──────── Task data ────────
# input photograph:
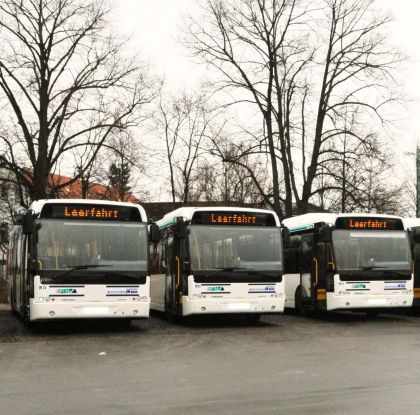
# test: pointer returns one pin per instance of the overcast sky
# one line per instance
(154, 28)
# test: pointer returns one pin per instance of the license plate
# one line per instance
(238, 306)
(94, 311)
(377, 301)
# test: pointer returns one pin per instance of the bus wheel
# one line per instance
(300, 310)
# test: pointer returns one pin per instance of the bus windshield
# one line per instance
(216, 247)
(108, 246)
(371, 249)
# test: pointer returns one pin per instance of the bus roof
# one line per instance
(411, 222)
(188, 212)
(37, 205)
(308, 220)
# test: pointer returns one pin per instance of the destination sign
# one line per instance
(89, 211)
(390, 224)
(241, 218)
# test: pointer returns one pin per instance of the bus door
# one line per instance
(307, 275)
(18, 270)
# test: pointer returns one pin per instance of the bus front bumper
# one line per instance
(59, 310)
(344, 302)
(232, 305)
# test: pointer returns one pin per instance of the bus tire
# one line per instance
(300, 310)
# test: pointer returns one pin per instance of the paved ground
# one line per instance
(329, 364)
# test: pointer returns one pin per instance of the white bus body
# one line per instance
(347, 261)
(216, 267)
(81, 259)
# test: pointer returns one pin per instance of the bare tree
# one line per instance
(66, 85)
(302, 64)
(185, 123)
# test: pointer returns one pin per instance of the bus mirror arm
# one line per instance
(154, 233)
(414, 235)
(180, 229)
(327, 234)
(286, 236)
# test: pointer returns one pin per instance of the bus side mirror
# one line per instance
(180, 229)
(327, 234)
(415, 235)
(4, 232)
(154, 233)
(286, 236)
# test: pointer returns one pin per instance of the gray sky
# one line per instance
(154, 28)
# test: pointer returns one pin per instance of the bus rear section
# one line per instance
(348, 262)
(218, 261)
(77, 259)
(413, 226)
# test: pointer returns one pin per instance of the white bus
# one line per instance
(413, 224)
(78, 258)
(218, 260)
(347, 262)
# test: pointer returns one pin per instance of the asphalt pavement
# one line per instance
(326, 364)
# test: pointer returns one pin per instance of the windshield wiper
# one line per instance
(72, 268)
(263, 274)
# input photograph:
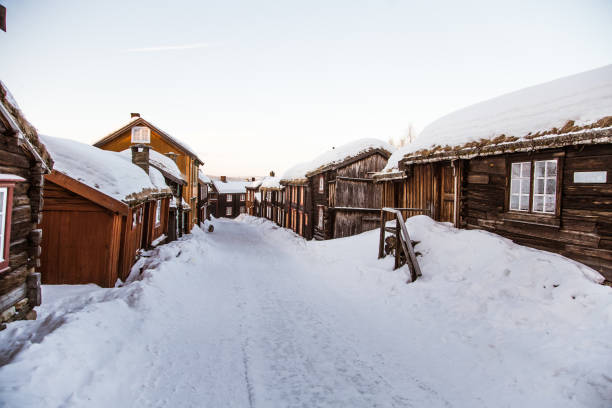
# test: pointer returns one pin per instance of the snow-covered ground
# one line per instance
(252, 315)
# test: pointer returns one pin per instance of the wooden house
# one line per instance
(204, 186)
(23, 162)
(101, 209)
(229, 197)
(335, 196)
(141, 131)
(534, 166)
(253, 198)
(272, 206)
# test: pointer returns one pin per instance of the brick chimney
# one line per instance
(140, 156)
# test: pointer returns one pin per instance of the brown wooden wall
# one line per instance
(81, 242)
(25, 238)
(583, 228)
(184, 162)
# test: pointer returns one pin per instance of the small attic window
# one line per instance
(141, 134)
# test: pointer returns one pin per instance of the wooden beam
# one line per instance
(87, 192)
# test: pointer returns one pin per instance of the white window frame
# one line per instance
(3, 216)
(546, 197)
(141, 134)
(521, 181)
(158, 213)
(321, 217)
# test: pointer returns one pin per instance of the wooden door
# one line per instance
(447, 193)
────────
What is required ::
Present every line of the rows above as a Markdown table with the columns "Number" and "Text", numbering the lines in order. Skip blank lines and leave out the pictures.

Correct result ::
| Number | Text |
|---|---|
| 1 | # input photograph: |
| 2 | # test: pointer returns one pin per instance of the overcast sky |
| 3 | # one line per instance |
| 4 | (154, 28) |
| 5 | # test: pointer returns one pin per instance of the license plate |
| 6 | # one line per instance |
| 7 | (238, 306) |
| 8 | (94, 311) |
| 9 | (377, 301) |
| 10 | # test: pointer returns one pin per instance of the bus wheel |
| 11 | # one line per instance |
| 12 | (300, 310) |
| 13 | # test: pointer returns one pin per instance of the bus windshield |
| 14 | # one line per instance |
| 15 | (216, 247) |
| 16 | (108, 246) |
| 17 | (371, 249) |
| 18 | # test: pointer returns one pin per instance of the bus roof |
| 19 | # one line per instance |
| 20 | (411, 222) |
| 21 | (188, 212) |
| 22 | (37, 205) |
| 23 | (308, 220) |
| 24 | # test: pointer returns one pin per instance of the destination sign |
| 25 | # one line per instance |
| 26 | (89, 211) |
| 27 | (390, 224) |
| 28 | (241, 218) |
| 29 | # test: pointer returns one pin per instance of the bus door |
| 30 | # one line per instance |
| 31 | (307, 275) |
| 32 | (18, 270) |
| 33 | # test: pointer returns one pin per instance of the bus front bumper |
| 34 | # one line per instance |
| 35 | (59, 310) |
| 36 | (344, 302) |
| 37 | (232, 305) |
| 38 | # test: pointer returns one pin per instance of the bus tire |
| 39 | # one line per instance |
| 40 | (300, 310) |
| 41 | # test: pointer returns one pin per instance of the paved ground |
| 42 | # one line per instance |
| 43 | (329, 364) |
| 44 | # test: pointer returns one pin per instance of the white bus body |
| 45 | # one line per instance |
| 46 | (347, 261) |
| 47 | (216, 267) |
| 48 | (81, 259) |
| 49 | # test: pointer returns one pin per instance of the bare tree |
| 50 | # one line per instance |
| 51 | (66, 85) |
| 52 | (302, 64) |
| 53 | (185, 123) |
| 54 | # test: pointer returns one pin per instance of the bus mirror arm |
| 55 | # one line per instance |
| 56 | (154, 233) |
| 57 | (414, 235) |
| 58 | (180, 229) |
| 59 | (327, 234) |
| 60 | (286, 236) |
| 61 | # test: pointer returns one pin per instance of the bus side mirror |
| 62 | # one line per instance |
| 63 | (180, 229) |
| 64 | (327, 234) |
| 65 | (415, 235) |
| 66 | (4, 232) |
| 67 | (154, 233) |
| 68 | (286, 236) |
| 69 | # test: pointer returns one pin per instance of the gray sky |
| 70 | # one line per instance |
| 71 | (154, 28) |
| 72 | # test: pointer returns one pin per instance of the bus rear section |
| 73 | # one line per instance |
| 74 | (348, 262) |
| 75 | (218, 261) |
| 76 | (77, 259) |
| 77 | (413, 226) |
| 78 | # test: pointer returns one pin per instance of the white bus |
| 79 | # one line per instance |
| 80 | (413, 224) |
| 81 | (78, 258) |
| 82 | (218, 260) |
| 83 | (347, 262) |
| 84 | # test: pointer returns one pin per instance of the asphalt pavement |
| 85 | # one line per instance |
| 86 | (326, 364) |
| 87 | # test: pointer returns one pin per instance of the windshield wiper |
| 88 | # one line per instance |
| 89 | (72, 268) |
| 90 | (263, 274) |
| 91 | # input photograph: |
| 92 | # test: pointer returns one pin per instance of the snow-covered ground |
| 93 | # one line per instance |
| 94 | (252, 315) |
| 95 | # test: pointer returns one pin per instance of the wooden house |
| 96 | # one line per instance |
| 97 | (204, 186) |
| 98 | (23, 162) |
| 99 | (101, 209) |
| 100 | (229, 197) |
| 101 | (335, 196) |
| 102 | (141, 131) |
| 103 | (534, 166) |
| 104 | (253, 198) |
| 105 | (272, 206) |
| 106 | # test: pointer returns one pin per instance of the brick chimney |
| 107 | # one line per instance |
| 108 | (140, 156) |
| 109 | # test: pointer returns one pin per instance of the brown wooden wall |
| 110 | # one line per instance |
| 111 | (81, 242) |
| 112 | (25, 238) |
| 113 | (583, 228) |
| 114 | (184, 162) |
| 115 | # test: pointer returns one pin per instance of the small attic window |
| 116 | # one line per instance |
| 117 | (141, 134) |
| 118 | # test: pointer returns one pin per instance of the wooden beam |
| 119 | # one line per instance |
| 120 | (87, 192) |
| 121 | # test: pointer returns one pin per instance of the white window frame |
| 122 | # one line per instance |
| 123 | (3, 216) |
| 124 | (546, 197) |
| 125 | (141, 134) |
| 126 | (521, 181) |
| 127 | (158, 213) |
| 128 | (321, 217) |
| 129 | # test: pointer returns one pin per instance of the wooden door |
| 130 | # one line per instance |
| 131 | (447, 193) |